[Opening TEXT SECTION section]
- Born: Edward Lewis Gaylord May 28, 1919 Oklahoma City, Oklahoma, United States
- Died: April 27, 2003 (aged 83) Oklahoma City, Oklahoma, United States
- Parent: Edward K. Gaylord

= Edward Gaylord =

American billionaire businessman, media mogul and philanthropist

Edward Lewis Gaylord (May 28, 1919 – April 27, 2003) was an American billionaire businessman, media mogul and philanthropist. He was the founder of the Gaylord Entertainment Company that included The Oklahoman newspaper, Oklahoma Publishing Co., Gaylord Hotels, the Nashville Network TV Channel (later renamed SpikeTV, Spike, and Paramount Network after being sold off); the Grand Ole Opry, and the Country Music Television Channel (CMT) as well as the defunct Opryland USA theme park and a bankrupt airline, Western Pacific Airlines.

==Early life==
Gaylord was born on May 28, 1919, in Oklahoma City, Oklahoma. His father, Edward King Gaylord, was the owner of The Daily Oklahoman.

Gaylord graduated from Stanford University in 1941, where he earned a degree in business. He attended the Harvard Business School and served in the United States Army during World War II.
[Closing TEXT SECTION section]
[Opening LISTED RECORDS section]
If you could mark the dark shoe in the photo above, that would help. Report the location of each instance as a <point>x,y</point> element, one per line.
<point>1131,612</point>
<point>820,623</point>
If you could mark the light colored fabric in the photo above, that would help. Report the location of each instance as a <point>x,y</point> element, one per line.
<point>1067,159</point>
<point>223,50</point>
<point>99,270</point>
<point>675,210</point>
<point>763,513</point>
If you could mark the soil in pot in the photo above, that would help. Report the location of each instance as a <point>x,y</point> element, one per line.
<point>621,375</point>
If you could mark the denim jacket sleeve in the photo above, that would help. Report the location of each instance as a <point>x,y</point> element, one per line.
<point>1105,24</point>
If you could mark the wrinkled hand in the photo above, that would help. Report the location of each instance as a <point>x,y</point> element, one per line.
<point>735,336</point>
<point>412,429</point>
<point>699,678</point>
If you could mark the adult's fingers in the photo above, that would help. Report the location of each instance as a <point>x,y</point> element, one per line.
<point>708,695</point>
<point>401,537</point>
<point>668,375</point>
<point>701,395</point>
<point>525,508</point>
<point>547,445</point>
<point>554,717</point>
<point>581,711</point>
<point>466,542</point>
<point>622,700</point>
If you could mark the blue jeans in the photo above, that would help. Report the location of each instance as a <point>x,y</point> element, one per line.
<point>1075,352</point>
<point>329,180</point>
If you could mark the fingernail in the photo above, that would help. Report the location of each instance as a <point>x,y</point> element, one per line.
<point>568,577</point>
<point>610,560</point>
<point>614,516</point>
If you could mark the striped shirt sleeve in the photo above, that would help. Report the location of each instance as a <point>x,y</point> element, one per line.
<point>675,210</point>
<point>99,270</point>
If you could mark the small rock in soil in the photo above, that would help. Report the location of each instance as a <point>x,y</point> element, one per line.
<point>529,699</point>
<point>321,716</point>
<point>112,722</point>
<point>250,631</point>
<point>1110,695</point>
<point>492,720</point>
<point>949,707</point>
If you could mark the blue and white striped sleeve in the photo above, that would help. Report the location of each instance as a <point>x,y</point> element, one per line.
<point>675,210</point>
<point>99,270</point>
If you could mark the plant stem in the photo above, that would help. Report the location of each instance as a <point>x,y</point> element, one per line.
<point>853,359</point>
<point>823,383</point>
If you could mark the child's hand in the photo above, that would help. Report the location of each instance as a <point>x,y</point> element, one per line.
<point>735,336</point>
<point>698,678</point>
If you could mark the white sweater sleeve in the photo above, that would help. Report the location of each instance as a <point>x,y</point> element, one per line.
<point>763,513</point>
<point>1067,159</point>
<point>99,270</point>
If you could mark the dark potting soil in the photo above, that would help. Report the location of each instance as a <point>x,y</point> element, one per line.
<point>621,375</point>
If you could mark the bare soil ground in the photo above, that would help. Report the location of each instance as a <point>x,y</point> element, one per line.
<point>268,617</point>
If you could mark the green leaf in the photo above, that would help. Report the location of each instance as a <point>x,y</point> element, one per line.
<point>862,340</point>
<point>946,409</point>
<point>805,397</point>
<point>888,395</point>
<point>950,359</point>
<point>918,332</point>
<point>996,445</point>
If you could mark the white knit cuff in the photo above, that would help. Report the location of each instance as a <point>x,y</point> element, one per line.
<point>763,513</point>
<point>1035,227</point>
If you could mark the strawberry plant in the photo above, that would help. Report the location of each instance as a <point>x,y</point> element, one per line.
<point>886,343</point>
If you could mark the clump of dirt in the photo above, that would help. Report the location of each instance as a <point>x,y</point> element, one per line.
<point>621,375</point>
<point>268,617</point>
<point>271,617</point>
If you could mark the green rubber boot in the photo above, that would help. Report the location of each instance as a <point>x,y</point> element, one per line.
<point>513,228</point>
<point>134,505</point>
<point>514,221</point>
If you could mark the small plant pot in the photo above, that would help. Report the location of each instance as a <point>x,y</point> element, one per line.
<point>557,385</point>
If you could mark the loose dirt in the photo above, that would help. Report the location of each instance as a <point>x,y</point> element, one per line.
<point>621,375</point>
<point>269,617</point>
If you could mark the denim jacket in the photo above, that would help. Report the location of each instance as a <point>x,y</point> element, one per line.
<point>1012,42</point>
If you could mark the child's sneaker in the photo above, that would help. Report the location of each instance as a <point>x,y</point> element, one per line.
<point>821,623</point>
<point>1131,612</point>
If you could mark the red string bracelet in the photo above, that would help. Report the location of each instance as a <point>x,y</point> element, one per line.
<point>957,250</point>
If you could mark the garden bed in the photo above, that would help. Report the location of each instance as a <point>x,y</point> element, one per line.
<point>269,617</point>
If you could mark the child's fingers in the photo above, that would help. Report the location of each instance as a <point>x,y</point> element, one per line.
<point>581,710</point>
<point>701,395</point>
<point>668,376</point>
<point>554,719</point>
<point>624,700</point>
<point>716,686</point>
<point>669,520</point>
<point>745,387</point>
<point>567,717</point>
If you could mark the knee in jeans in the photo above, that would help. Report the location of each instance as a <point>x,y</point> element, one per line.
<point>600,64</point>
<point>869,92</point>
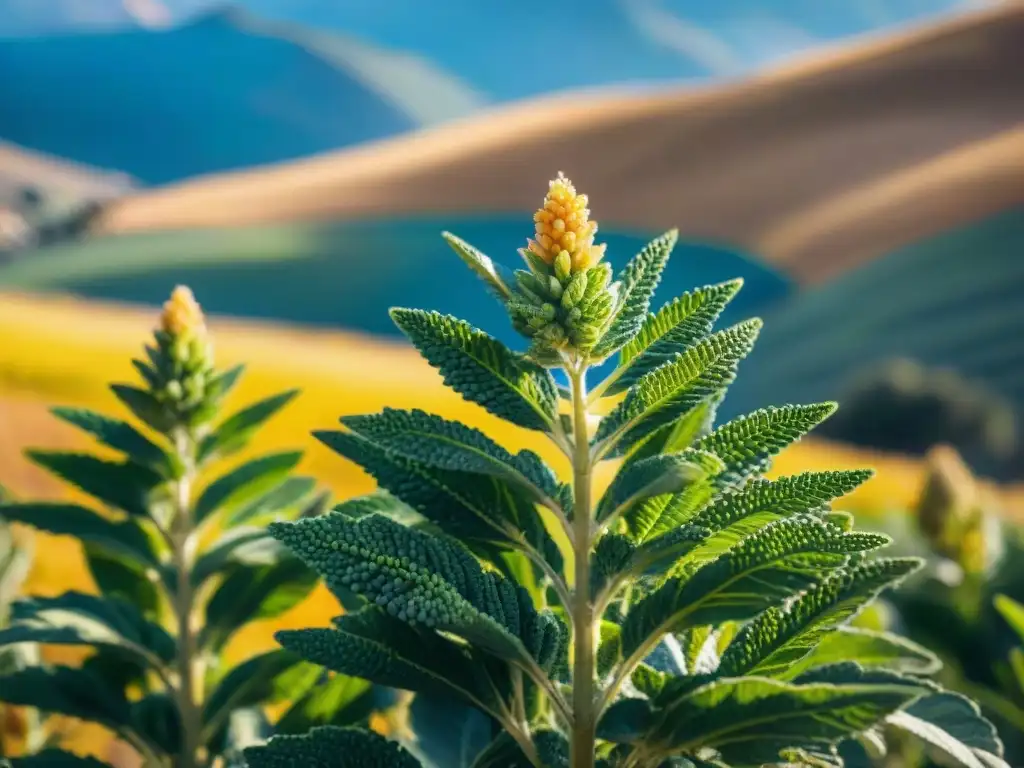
[Closing LISTED RECORDS section]
--- ACTIONS TO TAKE ---
- a) Answer these questions about the Edward Gaylord biography, one answer per line, marked (i), (ii), (iii):
(i) From which university did Gaylord graduate, and in what year?
(ii) What is the name of the theme park described as defunct?
(iii) What newspaper did his father own?
- b) Please repeat the stretch of the Edward Gaylord biography from "Edward Lewis Gaylord (May" through "World War II.".
- c) Turn the paragraph of the Edward Gaylord biography that begins "Edward Lewis Gaylord (May 28, 1919" into a shorter bulleted list that keeps its main facts.

--- ANSWERS FOR THE TASKS ---
- a)
(i) Stanford University, in 1941
(ii) Opryland USA
(iii) The Daily Oklahoman

- b)
Edward Lewis Gaylord (May 28, 1919 – April 27, 2003) was an American billionaire businessman, media mogul and philanthropist. He was the founder of the Gaylord Entertainment Company that included The Oklahoman newspaper, Oklahoma Publishing Co., Gaylord Hotels, the Nashville Network TV Channel (later renamed SpikeTV, Spike, and Paramount Network after being sold off); the Grand Ole Opry, and the Country Music Television Channel (CMT) as well as the defunct Opryland USA theme park and a bankrupt airline, Western Pacific Airlines.

==Early life==
Gaylord was born on May 28, 1919, in Oklahoma City, Oklahoma. His father, Edward King Gaylord, was the owner of The Daily Oklahoman.

Gaylord graduated from Stanford University in 1941, where he earned a degree in business. He attended the Harvard Business School and served in the United States Army during World War II.

- c)
- Edward Lewis Gaylord (May 28, 1919 – April 27, 2003): American billionaire businessman, media mogul and philanthropist
- Founder of the Gaylord Entertainment Company, which included:
  - The Oklahoman newspaper and Oklahoma Publishing Co.
  - Gaylord Hotels
  - The Nashville Network TV channel (later sold and renamed SpikeTV, Spike, and Paramount Network)
  - The Grand Ole Opry
  - Country Music Television (CMT)
  - The defunct Opryland USA theme park
  - Western Pacific Airlines, a bankrupt airline